_Source text_
· · ·
This project involves analyzing a dataset containing information about movies, such as their titles, ratings, genres, production details, and more. The primary goal of this analysis is to gain insights into the movie industry, understand trends, and explore relationships between various attributes.
- Introduction
- Data Overview
- Analsysis Step
- Observations & Conclusions
The movie data analysis project focuses on exploring a dataset of movies to uncover patterns, trends, and relationships within the film industry. The project utilizes Python programming language and several data analysis libraries such as Pandas, Matplotlib, and Seaborn.
The dataset used in this project contains information about various movies, including attributes like titles, ratings, release dates, directors, genres, and production companies. Some of the key attributes include:
- Rotten Tomatoes link
- Movie title
- Movie information
- Critics' consensus
- Content rating
- Genres
- Directors
- Authors
- Actors
- Release dates
- Ratings (Tomatometer and Audience)
- Audience counts
- Production company
The project's analysis involves the following steps:
- Data Loading: Reading the dataset using Pandas.
- Data Cleaning: Handling missing values by dropping rows with null values.
- Exploratory Data Analysis (EDA): Visualizing the data to gain insights.
- Creating histograms and distributions for attributes like runtime, ratings, and counts.
- Analyzing the distribution of content ratings, comparing Tomatometer and Audience ratings, and observing movie release trends over the years.
· · ·
_Excerpted records_
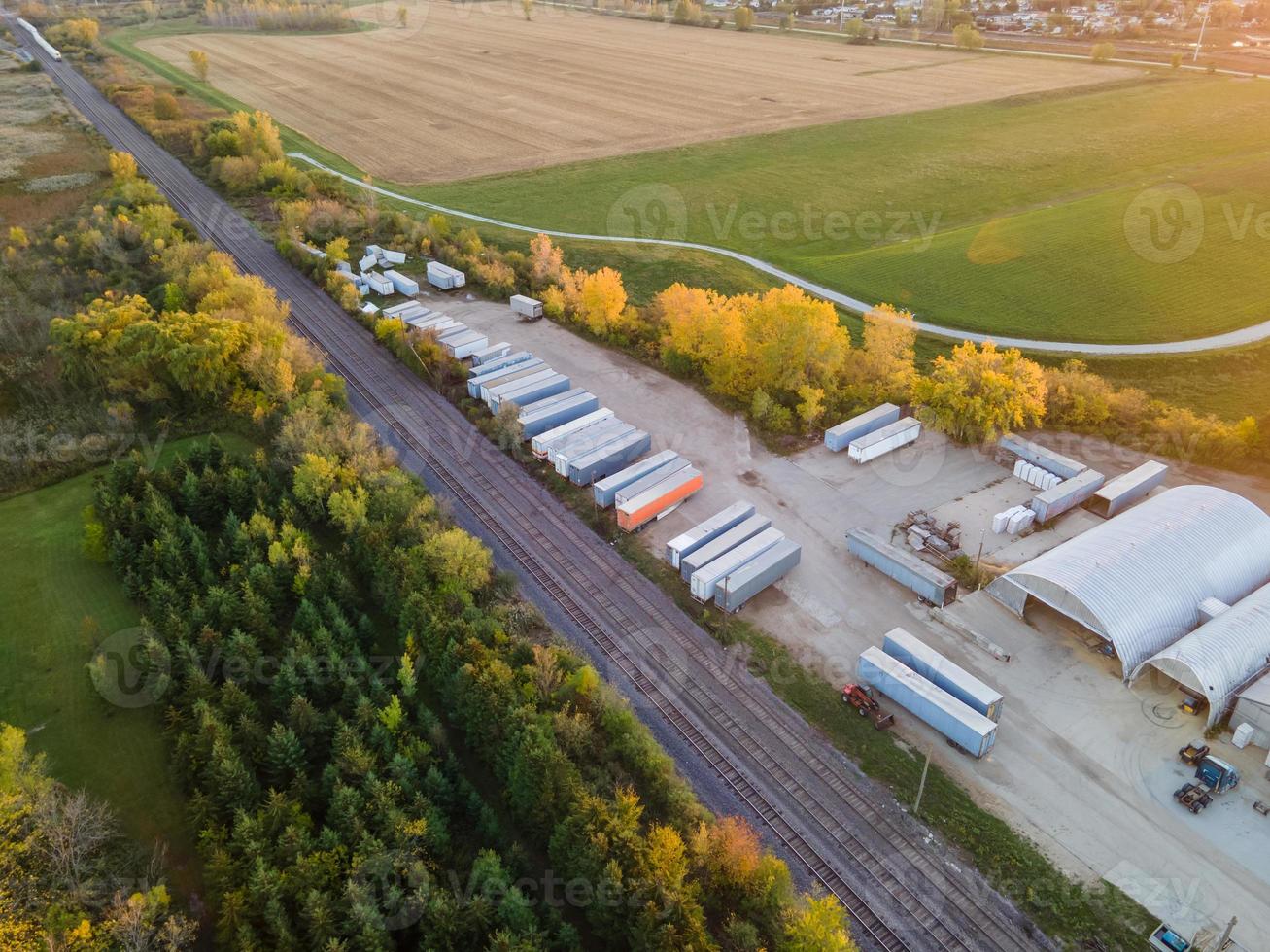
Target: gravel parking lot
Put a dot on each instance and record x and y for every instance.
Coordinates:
· · ·
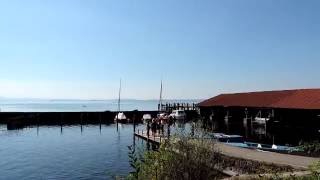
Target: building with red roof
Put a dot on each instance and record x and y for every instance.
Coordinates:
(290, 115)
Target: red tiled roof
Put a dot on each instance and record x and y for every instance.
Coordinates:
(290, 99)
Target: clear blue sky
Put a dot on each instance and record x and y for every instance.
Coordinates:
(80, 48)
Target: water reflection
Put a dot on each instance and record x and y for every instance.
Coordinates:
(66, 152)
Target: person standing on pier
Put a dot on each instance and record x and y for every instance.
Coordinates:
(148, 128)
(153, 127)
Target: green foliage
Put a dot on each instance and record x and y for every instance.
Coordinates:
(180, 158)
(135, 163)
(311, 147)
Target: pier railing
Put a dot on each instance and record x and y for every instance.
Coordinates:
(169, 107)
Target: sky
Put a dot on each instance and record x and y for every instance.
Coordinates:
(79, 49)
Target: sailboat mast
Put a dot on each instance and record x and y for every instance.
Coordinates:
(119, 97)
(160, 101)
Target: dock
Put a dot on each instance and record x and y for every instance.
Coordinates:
· · ·
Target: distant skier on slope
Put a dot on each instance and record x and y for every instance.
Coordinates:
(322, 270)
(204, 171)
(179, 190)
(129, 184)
· · ·
_Work task_
Change "histograms" to "box plots" in the movie data analysis text, and write out the passage starting with "- Audience counts" and going on through "ratings, and counts." with that one change made.

_Task output_
- Audience counts
- Production company
The project's analysis involves the following steps:
- Data Loading: Reading the dataset using Pandas.
- Data Cleaning: Handling missing values by dropping rows with null values.
- Exploratory Data Analysis (EDA): Visualizing the data to gain insights.
- Creating box plots and distributions for attributes like runtime, ratings, and counts.